Alfonso
X y Carlos II prueban que entre la realeza española también hay
ejemplos de monarcas interesados por la magia y la superstición.
Son
historias poco extendidas, pero lo cierto es que en la biografía de
algunos soberanos
encontramos
pinceladas de su gusto por la magia y su creencia en la superstición.
Tal
es el caso de Alfonso X el Sabio o de Carlos II el Hechizado.
El primero fue uno de los personajes más importantes de la Edad
Media y
su reinado estuvo marcado por el esplendor de la cultura.
Alfonso
descendía de una estirpe sagrada,
según él, por parte de ambos progenitores, Fernando III el Santo y
Beatriz de Suabia. De pequeño acompañó a su padre en su particular
cruzada contra los infieles musulmanes. En una de las expediciones
bélicas creyó tener una visión celestial: fue
testigo de la aparición del apóstol Santiago con una espada en la
mano, encabezando una legión de blancos caballeros. Los
problemas psicológicos de Alfonso no hicieron más que aumentar con
la edad. Sufrió depresión, ansiedad, miedo y cambios repentinos de
humor, que le llevaron a ordenar la muerte sin motivo aparente de
diferentes personas, incluido su hermano don Fadrique. Algunos de sus
hijos le llamaban “loco” y “leproso”, quizás por su
repugnante aspecto físico: ojos fuera de órbita, úlceras en la
nariz, tumor maxilar, pústulas en las piernas...

- [EXTRACTOS DE DATOS]
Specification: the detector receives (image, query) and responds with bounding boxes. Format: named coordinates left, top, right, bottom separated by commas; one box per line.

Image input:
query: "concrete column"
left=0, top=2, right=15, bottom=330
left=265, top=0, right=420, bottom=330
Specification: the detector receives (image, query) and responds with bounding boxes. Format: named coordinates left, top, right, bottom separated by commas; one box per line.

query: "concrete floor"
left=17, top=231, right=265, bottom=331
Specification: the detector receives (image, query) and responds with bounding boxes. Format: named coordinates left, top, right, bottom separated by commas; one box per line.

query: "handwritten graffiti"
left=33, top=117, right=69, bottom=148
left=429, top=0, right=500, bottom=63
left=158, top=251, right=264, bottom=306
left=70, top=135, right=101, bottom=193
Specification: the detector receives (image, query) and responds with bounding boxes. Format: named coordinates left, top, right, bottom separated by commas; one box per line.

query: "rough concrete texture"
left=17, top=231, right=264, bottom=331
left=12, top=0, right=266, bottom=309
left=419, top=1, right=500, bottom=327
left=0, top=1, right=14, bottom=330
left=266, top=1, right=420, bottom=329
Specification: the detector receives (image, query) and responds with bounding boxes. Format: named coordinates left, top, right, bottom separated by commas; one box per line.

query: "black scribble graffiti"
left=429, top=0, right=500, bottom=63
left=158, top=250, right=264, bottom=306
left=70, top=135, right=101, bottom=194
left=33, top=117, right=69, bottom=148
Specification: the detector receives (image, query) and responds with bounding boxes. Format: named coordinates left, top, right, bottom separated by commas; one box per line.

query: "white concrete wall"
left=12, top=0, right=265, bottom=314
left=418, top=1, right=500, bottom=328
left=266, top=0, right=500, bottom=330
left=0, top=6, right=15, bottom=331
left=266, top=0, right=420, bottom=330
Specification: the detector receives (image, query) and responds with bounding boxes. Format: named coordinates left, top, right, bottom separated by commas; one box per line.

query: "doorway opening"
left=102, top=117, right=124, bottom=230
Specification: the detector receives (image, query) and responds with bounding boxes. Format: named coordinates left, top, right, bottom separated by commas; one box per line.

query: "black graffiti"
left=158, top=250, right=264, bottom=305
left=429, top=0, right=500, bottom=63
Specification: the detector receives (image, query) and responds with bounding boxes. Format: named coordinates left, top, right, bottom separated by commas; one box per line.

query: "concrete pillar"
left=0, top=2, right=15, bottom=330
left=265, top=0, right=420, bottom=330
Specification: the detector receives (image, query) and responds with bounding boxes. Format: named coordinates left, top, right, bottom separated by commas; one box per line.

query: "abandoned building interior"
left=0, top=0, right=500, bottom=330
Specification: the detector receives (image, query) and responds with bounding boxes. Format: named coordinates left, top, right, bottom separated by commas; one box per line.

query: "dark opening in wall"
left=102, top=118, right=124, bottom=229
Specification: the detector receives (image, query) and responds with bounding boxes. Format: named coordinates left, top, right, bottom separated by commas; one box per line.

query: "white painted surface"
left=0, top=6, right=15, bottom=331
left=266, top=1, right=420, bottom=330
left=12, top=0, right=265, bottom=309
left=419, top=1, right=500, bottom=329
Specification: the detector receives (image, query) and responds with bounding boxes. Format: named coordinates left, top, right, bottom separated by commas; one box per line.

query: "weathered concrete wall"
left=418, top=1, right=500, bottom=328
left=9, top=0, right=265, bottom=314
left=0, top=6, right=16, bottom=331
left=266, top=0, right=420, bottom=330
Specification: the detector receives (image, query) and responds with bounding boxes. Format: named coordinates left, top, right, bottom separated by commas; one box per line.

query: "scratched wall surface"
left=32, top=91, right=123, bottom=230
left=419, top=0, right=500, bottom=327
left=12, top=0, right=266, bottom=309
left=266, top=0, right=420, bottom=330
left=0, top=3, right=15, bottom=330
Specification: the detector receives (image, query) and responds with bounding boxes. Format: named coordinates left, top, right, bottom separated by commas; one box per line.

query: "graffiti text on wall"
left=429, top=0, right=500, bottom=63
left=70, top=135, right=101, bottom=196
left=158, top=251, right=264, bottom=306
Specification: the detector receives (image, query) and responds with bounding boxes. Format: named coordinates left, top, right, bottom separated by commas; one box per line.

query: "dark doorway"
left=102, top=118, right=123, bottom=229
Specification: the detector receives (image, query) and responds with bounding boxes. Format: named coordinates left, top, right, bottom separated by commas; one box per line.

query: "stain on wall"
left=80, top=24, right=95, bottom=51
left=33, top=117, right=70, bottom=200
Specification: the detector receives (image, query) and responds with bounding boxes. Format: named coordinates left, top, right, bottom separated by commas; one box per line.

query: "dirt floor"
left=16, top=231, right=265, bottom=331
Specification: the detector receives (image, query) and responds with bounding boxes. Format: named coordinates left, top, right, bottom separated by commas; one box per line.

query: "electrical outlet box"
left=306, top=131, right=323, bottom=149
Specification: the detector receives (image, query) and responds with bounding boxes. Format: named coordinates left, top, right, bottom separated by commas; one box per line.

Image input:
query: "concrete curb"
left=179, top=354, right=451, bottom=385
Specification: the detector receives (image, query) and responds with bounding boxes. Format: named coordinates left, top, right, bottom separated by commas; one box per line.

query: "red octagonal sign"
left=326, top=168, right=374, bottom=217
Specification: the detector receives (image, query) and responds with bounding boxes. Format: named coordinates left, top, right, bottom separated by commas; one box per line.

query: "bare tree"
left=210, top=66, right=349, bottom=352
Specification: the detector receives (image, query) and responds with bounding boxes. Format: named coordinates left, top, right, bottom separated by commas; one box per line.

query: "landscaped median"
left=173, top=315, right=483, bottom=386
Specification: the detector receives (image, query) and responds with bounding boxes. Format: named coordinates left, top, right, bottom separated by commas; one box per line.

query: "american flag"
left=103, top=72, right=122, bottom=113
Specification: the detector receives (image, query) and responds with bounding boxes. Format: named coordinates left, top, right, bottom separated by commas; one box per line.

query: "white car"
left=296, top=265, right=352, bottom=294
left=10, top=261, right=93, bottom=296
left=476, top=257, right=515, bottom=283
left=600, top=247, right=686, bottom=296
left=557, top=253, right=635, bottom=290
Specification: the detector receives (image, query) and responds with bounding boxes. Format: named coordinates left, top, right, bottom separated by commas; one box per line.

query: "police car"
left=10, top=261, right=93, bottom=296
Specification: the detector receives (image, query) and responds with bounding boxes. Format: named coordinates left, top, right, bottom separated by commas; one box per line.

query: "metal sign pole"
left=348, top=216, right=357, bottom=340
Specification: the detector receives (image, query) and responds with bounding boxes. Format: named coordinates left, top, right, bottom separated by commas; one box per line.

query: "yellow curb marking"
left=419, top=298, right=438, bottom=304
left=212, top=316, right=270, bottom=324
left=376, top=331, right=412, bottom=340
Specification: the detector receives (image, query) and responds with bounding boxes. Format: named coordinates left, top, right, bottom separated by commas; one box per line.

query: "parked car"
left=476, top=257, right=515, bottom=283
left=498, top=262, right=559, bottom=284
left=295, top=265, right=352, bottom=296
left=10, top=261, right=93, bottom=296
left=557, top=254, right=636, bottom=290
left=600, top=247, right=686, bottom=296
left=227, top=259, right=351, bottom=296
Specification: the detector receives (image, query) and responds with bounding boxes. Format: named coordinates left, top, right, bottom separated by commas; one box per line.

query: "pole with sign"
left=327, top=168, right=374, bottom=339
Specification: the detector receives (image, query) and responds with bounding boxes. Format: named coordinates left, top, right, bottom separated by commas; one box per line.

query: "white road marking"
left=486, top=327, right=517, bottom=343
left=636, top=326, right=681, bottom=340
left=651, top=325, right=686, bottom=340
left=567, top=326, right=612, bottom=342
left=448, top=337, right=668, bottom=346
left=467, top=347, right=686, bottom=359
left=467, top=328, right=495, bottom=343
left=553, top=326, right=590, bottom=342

...

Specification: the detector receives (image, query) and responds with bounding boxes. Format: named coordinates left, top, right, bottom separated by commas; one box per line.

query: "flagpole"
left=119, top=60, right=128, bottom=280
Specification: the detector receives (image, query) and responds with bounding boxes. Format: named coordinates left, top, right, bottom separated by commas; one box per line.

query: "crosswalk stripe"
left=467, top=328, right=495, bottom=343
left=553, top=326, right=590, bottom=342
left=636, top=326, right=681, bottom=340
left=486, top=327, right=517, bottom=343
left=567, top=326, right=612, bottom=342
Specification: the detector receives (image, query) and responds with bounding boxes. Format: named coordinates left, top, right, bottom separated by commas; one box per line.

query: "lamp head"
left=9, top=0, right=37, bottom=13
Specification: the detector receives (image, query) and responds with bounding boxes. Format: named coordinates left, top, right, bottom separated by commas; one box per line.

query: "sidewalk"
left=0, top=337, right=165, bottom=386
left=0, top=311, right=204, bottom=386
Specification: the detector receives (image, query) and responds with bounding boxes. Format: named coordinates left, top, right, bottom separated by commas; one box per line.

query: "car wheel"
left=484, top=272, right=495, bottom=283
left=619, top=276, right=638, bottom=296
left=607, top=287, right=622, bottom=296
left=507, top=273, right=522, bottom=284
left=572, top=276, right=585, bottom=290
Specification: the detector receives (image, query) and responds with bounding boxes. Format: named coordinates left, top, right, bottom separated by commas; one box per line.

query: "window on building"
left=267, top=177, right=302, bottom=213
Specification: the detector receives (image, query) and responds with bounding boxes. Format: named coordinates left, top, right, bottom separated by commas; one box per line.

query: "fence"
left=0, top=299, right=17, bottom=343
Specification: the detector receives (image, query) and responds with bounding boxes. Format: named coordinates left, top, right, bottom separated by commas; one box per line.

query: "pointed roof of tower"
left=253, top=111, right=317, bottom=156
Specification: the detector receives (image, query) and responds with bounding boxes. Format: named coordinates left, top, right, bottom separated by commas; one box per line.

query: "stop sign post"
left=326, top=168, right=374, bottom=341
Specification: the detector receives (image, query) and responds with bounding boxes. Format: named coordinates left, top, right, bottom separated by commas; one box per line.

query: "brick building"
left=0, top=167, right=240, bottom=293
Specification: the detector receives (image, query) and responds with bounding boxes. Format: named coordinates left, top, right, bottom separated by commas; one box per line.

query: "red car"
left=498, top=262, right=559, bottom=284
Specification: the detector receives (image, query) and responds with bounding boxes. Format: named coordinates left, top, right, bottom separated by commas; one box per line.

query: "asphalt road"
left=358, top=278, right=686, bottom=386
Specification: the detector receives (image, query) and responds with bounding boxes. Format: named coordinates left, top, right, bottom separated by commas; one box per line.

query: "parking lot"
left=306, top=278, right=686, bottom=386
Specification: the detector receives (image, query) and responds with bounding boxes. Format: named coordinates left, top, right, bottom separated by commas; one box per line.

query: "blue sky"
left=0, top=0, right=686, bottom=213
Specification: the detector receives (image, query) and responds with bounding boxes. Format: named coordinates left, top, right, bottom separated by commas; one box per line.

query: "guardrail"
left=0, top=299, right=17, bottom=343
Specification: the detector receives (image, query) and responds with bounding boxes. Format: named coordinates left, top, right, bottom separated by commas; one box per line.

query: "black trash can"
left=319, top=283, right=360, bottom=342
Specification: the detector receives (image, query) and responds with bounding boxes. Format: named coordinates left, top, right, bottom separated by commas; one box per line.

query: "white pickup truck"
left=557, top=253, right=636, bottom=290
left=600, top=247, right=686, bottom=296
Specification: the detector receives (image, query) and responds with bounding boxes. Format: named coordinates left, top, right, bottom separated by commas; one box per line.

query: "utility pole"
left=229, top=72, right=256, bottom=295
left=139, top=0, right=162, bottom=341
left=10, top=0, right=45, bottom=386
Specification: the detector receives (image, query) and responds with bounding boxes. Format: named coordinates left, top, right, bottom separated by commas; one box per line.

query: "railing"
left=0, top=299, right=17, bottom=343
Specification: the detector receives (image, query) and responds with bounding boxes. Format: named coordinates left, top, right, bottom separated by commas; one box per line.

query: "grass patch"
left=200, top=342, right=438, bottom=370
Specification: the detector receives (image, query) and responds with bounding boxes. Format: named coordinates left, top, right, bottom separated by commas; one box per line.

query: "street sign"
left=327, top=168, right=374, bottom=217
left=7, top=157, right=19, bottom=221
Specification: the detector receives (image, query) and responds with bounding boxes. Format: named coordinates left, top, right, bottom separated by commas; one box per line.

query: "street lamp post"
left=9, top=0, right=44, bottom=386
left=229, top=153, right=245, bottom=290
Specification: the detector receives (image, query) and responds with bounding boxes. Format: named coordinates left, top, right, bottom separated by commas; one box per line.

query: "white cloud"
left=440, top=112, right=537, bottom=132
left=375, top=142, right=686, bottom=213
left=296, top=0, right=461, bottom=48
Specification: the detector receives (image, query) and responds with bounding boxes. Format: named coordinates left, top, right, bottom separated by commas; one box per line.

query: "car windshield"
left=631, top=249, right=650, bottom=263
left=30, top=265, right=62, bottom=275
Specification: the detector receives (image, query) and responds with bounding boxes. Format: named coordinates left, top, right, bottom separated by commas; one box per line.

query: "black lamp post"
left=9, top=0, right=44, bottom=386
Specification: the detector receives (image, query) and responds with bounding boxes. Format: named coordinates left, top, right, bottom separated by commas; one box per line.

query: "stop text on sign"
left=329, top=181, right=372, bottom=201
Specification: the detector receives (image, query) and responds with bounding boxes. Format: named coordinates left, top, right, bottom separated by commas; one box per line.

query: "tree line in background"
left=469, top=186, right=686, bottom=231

- [CONSIGNA] Retoma el texto sobre la magia y la superstición en la realeza española y continúalo a partir de su última oración.

- [RESPUESTA]
El
sobrenombre de “el Sabio” se lo ganó por impulsar la cultura
como nunca antes lo había hecho nadie. Se rodeó de los mejores
juristas, traductores y eruditos de su tiempo y a su Corte acudían
sabios de todas las nacionalidades y de las tres grandes religiones
–judíos, cristianos y musulmanes–. A
Alfonso X le apasionaba la
magia,
la alquimia, la astrología, la astronomía
y
las ciencias ocultas en general. Estaba convencido de la influencia
de los astros en las personas y de que a través de ellos se podía
leer el futuro.
Estudió
las cualidades benéficas o perjudiciales de las piedras y los
minerales y los influjos que ejercen sobre ellos los signos
zodiacales. También el simbolismo de los números, en especial el 7,
estuvo siempre presente en sus tratados. De hecho, algunos de ellos
contenían esta cifra en su título –El
Setenario o
Las
siete partidas–,
que además solían estar divididos en siete partes.
Otro
rey continuó con esta estela sobrenatural. Fue Carlos II que, debido
a su delicada salud, poseyó una botica en la que tenían especial
importancia los medicamentos mágicos.
Por ejemplo, nunca faltaban las astas de unicornio, que supuestamente
tenían propiedades terapéuticas. Se creía en la existencia de este
animal y no faltaban farsantes que vendían el supuesto producto a
cambio de desorbitadas sumas de dinero. Tampoco faltaban nunca en
botica las pezuñas de la Gran
Bestia:
uñas de las patas traseras izquierdas de los alces, que servían
para rascarse cuando tenían convulsiones. También se sabe que el
monarca buscaba el elixir de la vida para mejorar su maltrecha salud.
Desde
el mismo instante de su nacimiento, Carlos
II había padecido todo tipo de enfermedades. A los tres años
todavía no andaba y los huesos de su cráneo no se habían cerrado,
y a los cuatro seguía mamando –tuvo
hasta 14 amas–. Su aspecto era tan deplorable que su padre prohibió
mostrar al niño en público. Ya siendo mayor, pactaron su boda con
María Luisa de Orléans, sobrina del rey francés
Luis
XIV. Cuentan que de camino a España, María Luisa, que conocía el
semblante de su futuro esposo por los retratos que le habían hecho
llegar, intentó retrasar el avance de la comitiva para evitar el
encuentro. Carlos no consiguió tener hijos ni con ella ni con su
segunda esposa.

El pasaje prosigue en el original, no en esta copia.